══ Texte source
Il est facile de vérifier que cette formule définit bien une distance sur l’ensemble des compacts non vides de \(E\) mais je ne le ferai pas ici. On peut aussi établir que \(d_H\) fait de cet ensemble un espace métrique complet, séparable, dont les compacts sont les parties bornées et fermées.

Ce dernier admet un fermé privilégié : l’ensemble des convexes compacts non vides, sur lequel non seulement la mesure de Lebesgue mais aussi toutes les fonctionnelles de Minkowski1Pour un convexe compact non vide, la mesure de \(e_t\) est un polynôme en \(t\), dont le degré est la dimension \(n\) de \(E\) : \[\mathrm{mes}(e_t)=\mu_0(e)+\mu_1(e)t+\cdots +\mu_n(e)t^n\] Les \(\mu_i\) sont les fonctionnelles de Minkowski. La première est la mesure de \(e\); dans le cas plan, la seconde est son périmètre; c’est sa surface latérale en dimension 3, etc. La dernière est indépendante de \(e\). C’est toujours la mesure des boules de rayon \(1\). sont continues, ce qui explique pas mal de choses.
════
Série d'exercices:
• a. Répondez aux questions suivantes à partir du texte source :
(i) Quelles sont les parties compactes de l'espace métrique que \(d_H\) définit sur l'ensemble des compacts non vides de \(E\) ?
(ii) Quel fermé privilégié cet espace admet-il ?
(iii) Dans le cas plan, à quoi correspond la seconde fonctionnelle de Minkowski ?
• b. Pour chaque affirmation, indiquez si elle concorde avec le texte source en répondant par oui ou par non, puis citez les mots du texte qui le montrent :
(i) Le texte contient la vérification que la formule définit une distance sur l'ensemble des compacts non vides de \(E\).
(ii) Pour un convexe compact non vide, la mesure de \(e_t\) est un polynôme en \(t\) dont le degré est la dimension de \(E\).
(iii) La dernière fonctionnelle de Minkowski dépend de \(e\).
══ Données fournies
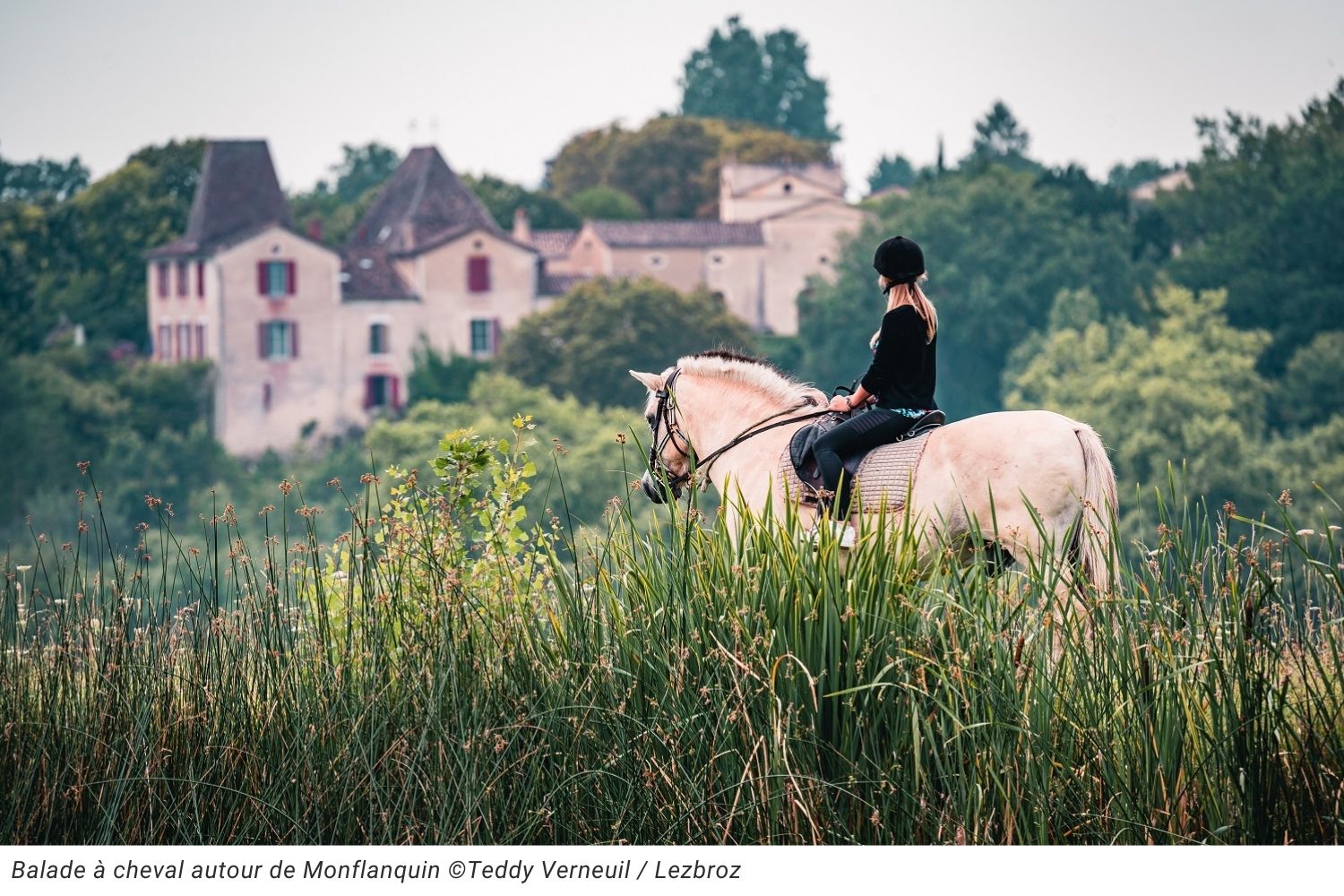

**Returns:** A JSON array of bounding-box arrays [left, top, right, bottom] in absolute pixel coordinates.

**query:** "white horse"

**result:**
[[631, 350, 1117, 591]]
════
══ Données fournies
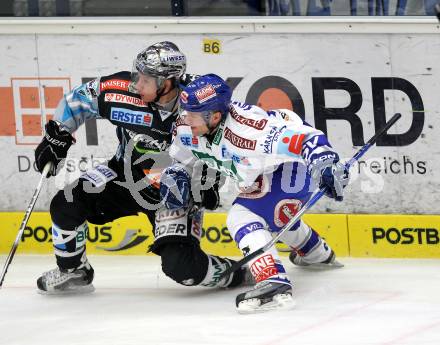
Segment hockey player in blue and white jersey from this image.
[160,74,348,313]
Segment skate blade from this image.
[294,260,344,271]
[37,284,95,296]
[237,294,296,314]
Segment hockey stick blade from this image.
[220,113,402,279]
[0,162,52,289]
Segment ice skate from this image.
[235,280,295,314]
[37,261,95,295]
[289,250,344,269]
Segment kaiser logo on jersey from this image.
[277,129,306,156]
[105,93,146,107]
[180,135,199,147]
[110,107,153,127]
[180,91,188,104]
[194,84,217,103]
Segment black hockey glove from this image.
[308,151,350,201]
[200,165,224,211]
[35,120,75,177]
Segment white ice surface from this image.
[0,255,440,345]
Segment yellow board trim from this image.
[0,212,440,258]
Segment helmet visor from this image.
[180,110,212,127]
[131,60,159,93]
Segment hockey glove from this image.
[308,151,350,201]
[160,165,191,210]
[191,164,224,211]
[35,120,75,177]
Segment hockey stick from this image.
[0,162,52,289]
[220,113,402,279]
════
Résultats obtenus:
• a.
(i) Les compacts de cet espace sont ses parties bornées et fermées.
(ii) Il admet comme fermé privilégié l'ensemble des convexes compacts non vides.
(iii) Dans le cas plan, la seconde fonctionnelle de Minkowski est le périmètre du convexe.

• b.
(i) Non : « mais je ne le ferai pas ici ».
(ii) Oui : « la mesure de \(e_t\) est un polynôme en \(t\), dont le degré est la dimension \(n\) de \(E\) ».
(iii) Non : « La dernière est indépendante de \(e\). »